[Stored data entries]
=== Begin Enclosure ===

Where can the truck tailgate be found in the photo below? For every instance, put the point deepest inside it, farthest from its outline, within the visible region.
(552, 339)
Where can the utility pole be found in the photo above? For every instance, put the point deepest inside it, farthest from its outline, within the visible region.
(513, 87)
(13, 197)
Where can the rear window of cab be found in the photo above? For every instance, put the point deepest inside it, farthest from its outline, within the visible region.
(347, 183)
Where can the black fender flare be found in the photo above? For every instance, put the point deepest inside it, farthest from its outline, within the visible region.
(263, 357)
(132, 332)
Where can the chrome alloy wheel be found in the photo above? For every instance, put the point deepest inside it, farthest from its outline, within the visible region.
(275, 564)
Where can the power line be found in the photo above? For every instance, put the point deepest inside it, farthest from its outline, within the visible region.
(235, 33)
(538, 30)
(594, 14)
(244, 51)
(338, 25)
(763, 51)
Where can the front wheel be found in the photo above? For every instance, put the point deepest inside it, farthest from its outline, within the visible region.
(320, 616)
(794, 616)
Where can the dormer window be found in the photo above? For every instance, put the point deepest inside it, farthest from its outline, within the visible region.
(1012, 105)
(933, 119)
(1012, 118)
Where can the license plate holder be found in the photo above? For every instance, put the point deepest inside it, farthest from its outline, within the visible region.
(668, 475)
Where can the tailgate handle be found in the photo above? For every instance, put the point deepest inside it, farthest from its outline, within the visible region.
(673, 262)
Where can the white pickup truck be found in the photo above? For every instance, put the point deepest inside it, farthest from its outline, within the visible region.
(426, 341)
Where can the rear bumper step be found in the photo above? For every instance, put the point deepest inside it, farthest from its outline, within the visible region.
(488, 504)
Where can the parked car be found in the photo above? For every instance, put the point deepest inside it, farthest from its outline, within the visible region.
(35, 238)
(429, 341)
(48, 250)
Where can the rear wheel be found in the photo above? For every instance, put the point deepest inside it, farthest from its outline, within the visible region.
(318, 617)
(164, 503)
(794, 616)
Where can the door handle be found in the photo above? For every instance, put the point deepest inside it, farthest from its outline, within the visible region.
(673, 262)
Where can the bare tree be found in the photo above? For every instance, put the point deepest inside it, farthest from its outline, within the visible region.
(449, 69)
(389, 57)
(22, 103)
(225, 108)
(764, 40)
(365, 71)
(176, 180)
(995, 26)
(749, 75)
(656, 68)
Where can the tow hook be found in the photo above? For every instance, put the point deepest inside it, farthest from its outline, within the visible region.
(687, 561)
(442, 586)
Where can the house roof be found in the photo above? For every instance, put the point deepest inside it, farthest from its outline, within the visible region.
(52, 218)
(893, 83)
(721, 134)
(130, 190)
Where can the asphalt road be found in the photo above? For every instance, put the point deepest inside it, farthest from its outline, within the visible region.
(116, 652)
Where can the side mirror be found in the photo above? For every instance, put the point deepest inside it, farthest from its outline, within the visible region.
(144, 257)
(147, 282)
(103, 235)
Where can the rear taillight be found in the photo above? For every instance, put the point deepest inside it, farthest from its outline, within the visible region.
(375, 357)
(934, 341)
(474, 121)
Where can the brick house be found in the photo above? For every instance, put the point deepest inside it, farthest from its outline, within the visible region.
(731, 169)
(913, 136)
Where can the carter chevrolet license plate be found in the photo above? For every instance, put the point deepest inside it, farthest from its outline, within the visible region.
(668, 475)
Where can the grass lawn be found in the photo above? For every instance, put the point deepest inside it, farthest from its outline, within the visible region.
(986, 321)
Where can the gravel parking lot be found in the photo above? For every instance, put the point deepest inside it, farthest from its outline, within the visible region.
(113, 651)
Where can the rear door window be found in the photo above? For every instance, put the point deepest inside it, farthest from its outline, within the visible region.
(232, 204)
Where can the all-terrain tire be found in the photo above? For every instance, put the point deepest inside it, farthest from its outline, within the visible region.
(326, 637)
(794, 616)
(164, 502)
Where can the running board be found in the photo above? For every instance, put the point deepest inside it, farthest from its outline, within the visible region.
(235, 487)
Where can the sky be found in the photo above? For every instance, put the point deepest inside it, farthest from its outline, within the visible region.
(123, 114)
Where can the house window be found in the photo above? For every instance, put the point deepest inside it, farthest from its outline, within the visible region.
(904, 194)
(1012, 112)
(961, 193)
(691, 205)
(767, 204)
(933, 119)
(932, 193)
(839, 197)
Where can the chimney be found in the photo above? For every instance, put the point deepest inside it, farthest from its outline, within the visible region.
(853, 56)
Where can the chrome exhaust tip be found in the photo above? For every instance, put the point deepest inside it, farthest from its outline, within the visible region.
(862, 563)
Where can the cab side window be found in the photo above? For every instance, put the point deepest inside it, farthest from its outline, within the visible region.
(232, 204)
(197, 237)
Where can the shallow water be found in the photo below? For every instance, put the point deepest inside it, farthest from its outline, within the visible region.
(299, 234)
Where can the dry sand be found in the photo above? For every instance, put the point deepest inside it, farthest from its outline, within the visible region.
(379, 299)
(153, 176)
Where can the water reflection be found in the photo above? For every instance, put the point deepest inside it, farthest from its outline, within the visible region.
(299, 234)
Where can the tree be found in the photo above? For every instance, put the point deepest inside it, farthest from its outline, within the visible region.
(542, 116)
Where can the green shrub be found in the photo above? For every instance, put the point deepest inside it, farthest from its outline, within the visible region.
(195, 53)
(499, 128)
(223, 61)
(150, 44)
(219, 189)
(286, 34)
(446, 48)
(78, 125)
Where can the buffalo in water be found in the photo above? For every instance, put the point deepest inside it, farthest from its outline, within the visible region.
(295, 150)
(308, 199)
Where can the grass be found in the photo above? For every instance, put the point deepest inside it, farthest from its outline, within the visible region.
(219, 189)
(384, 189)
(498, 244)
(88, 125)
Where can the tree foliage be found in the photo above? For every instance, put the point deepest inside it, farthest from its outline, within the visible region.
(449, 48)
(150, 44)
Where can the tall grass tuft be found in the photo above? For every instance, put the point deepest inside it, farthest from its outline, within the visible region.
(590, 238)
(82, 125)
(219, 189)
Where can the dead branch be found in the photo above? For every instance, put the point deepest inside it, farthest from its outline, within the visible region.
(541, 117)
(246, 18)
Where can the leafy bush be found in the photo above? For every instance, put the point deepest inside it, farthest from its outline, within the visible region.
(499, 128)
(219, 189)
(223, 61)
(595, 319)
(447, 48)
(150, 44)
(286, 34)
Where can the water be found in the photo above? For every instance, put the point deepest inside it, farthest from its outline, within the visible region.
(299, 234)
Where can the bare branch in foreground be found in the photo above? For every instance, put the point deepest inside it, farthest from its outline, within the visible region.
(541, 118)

=== End Enclosure ===

◆ TASK DIRECTIONS
Make an exact copy of all the entries above.

◆ ANSWER BOX
Where can the truck tailgate be found in the photo below? For every instance, put the point deepest inside it, farthest from its outline, within the visible region.
(552, 339)
Where can the utility pole be found in the photo above? For every instance, put the point deepest inside it, farthest from its outline, within the visible region.
(513, 87)
(13, 197)
Where can the rear window of cab be found in the photo above? For every instance, put the point deepest inside it, farthest from its outline, within the visible region.
(347, 183)
Where can the black fender flare be found in the photo above? For every instance, put the point deepest inside it, farthest from its outline, within the visible region.
(263, 357)
(132, 332)
Where can the chrome alloy wheel be found in the photo above? For every instance, put the point deepest inside it, farthest from its outline, within the visible region.
(275, 564)
Where can the power line be found in the photo above? For every instance, put the point deepest inside it, farthest from its outline, within the visible region.
(235, 33)
(538, 30)
(594, 14)
(244, 51)
(338, 25)
(763, 51)
Where can the front wheel be found in the photo above? For every instance, put the point deepest inside it, farthest from its outline, within the visible region.
(320, 616)
(794, 616)
Where can the dormer window be found in the photo above? For every instance, put the point deepest inside it, farthest from its outline, within the visible region.
(1012, 105)
(933, 119)
(1012, 118)
Where can the license plate holder be found in the photo above? For every instance, put the point deepest inside it, farthest from its outline, within the visible region.
(668, 475)
Where can the tailgate handle be found in the photo above? For every instance, put the point deepest inside it, farthest from its outline, within the visible region.
(673, 262)
Where can the white pickup truck be found in the photo above? For every instance, put the point deepest inside it, farthest from its outline, within the visible region.
(426, 341)
Where can the rear bumper step be found in the photo above? For every instance, put the point deepest inside it, farthest from its outline, within the visible region.
(488, 504)
Where can the parked car be found in the photo above? For every instance, put the point deepest inside it, farthest from its outline, within the visible region.
(35, 238)
(429, 341)
(48, 250)
Where can the rear wheel be found in the photo above? For every instance, put the point deepest inside it, farthest from its outline, within the visible region.
(318, 617)
(164, 503)
(794, 616)
Where can the door handle be found in the photo above? For every instance, put the point deepest inside it, farthest from its outline, within the visible region.
(673, 262)
Where can the bare tree be found in the photo above? For every instance, put the point deepest inside it, farthest from its outline, within the visible region.
(449, 69)
(389, 57)
(22, 103)
(225, 108)
(764, 40)
(365, 71)
(176, 180)
(995, 26)
(749, 75)
(656, 68)
Where can the tow hook be found in the photo above? For every instance, put the point deepest inside it, farthest from its outline, within the visible region.
(687, 561)
(442, 586)
Where can the house roof be found in the photo above? For every instance, put the point deepest inside it, farthest from its outline, within the visible region.
(52, 218)
(893, 83)
(721, 134)
(130, 190)
Where can the asphalt road be found in the photo above? For every instance, put the point deepest inside it, farthest from its outline, within the visible region.
(116, 652)
Where can the side mirror be found in the photo above? For every instance, put the point deepest inside it, farthest from its outline, within the visible region.
(144, 257)
(147, 282)
(103, 235)
Where can the rear taillight be found in the photo above? For every instance, put the point deepest inside it, farthest from its outline, within the visible region.
(375, 357)
(934, 341)
(474, 121)
Where can the brick house be found in the photo above? For every instance, put the point deepest inside it, farthest from its outline, within the visible region.
(731, 169)
(913, 136)
Where can the carter chevrolet license plate be found in the photo above? For every instance, put the point deepest inside it, farthest from its outline, within the visible region.
(668, 475)
Where can the grass lawn be found in the photo above? For every instance, put the point deepest inside it, farthest from its outline, within the visible region.
(986, 321)
Where can the gravel parking lot be found in the photo above? For every instance, put the point deepest inside it, farthest from its outline, within the visible region.
(113, 651)
Where can the rear door window be found in the photo above? For every instance, put the point deepest inside it, farthest from its outline, within the visible region.
(232, 204)
Where can the all-terrain tire be found in the photo above? For every instance, put the point deepest inside it, farthest from its outline, within the visible region.
(326, 637)
(794, 616)
(164, 502)
Where can the running board be found in the photo above? For every instance, put the point deepest inside it, farthest from its outline, within the visible region.
(235, 487)
Where can the sky be found in the photo above? For every instance, put the point deepest inside it, farthest from its outline, within the visible region.
(123, 114)
Where can the house window be found in the photo above? For every instance, put the point deepest inside it, farthest from its outline, within the visible region.
(904, 194)
(1012, 112)
(961, 193)
(691, 205)
(767, 204)
(933, 119)
(932, 193)
(839, 197)
Where can the chimney be found in the photo above? For every instance, put the point deepest inside it, farthest from its outline, within the visible region.
(853, 56)
Where can the chrome exhaust tip be found in the photo above? For every instance, put the point deepest inside it, farthest from its outline, within the visible region.
(862, 563)
Where can the cab side window be found in the photo above? For every instance, put the point deepest inside it, farthest from its outline, within the visible region.
(232, 204)
(197, 237)
Where can the shallow water be found in the photo below? For every instance, put the point deepest inside it, farthest from its outline, within the visible region.
(299, 234)
Where can the dry sand be found in the photo above? For every instance, put the point deepest inside it, farthest from its outline, within the visible region.
(379, 299)
(153, 176)
Where can the water reflection be found in the photo above? For every instance, put the point deepest inside it, farthest from its outline, within the visible region.
(299, 234)
Where can the tree be found in the photo above? For every instance, put the point deepest inside it, farthest from its outline, within the visible region.
(542, 116)
Where can the green shrub be found in the photo above? For every instance, put the point deepest inside it, farthest from its outline, within the visible region.
(195, 53)
(499, 128)
(223, 61)
(150, 44)
(219, 189)
(286, 34)
(446, 48)
(78, 125)
Where can the buffalo in water be found in the photo above? For every instance, put the point deepest inside it, farthest from its outline, within the visible region.
(295, 150)
(308, 199)
Where can the grass be found in the photo above? For every instance, put the point deepest inside it, farthest from its outline, within the visible region.
(219, 189)
(384, 189)
(498, 244)
(88, 125)
Where can the tree foliage be found in the photo above? For every instance, put the point deepest inside it, farthest from its outline, within the visible region.
(449, 48)
(150, 44)
Where can the tall grass tuft be found in the photo above? For every instance, put the point deepest inside it, farthest from its outline, within the visible region.
(590, 238)
(82, 125)
(219, 189)
Where can the dead branch be found in the photo above? For every instance, put the point deepest inside it, farthest from its outline, within the visible region.
(541, 117)
(246, 18)
Where can the leafy bush be found in the photo above? For every instance, put the point deepest inside it, farthest from its outline, within the visible region.
(499, 128)
(219, 189)
(223, 61)
(595, 319)
(447, 48)
(150, 44)
(286, 34)
Where can the water be found in the photo above? For every instance, put the point deepest inside it, farthest from its outline, within the visible region.
(299, 234)
Where can the bare branch in foreground be found in the photo above? For every instance, put the point deepest inside it, farthest from its outline, within the visible region.
(541, 118)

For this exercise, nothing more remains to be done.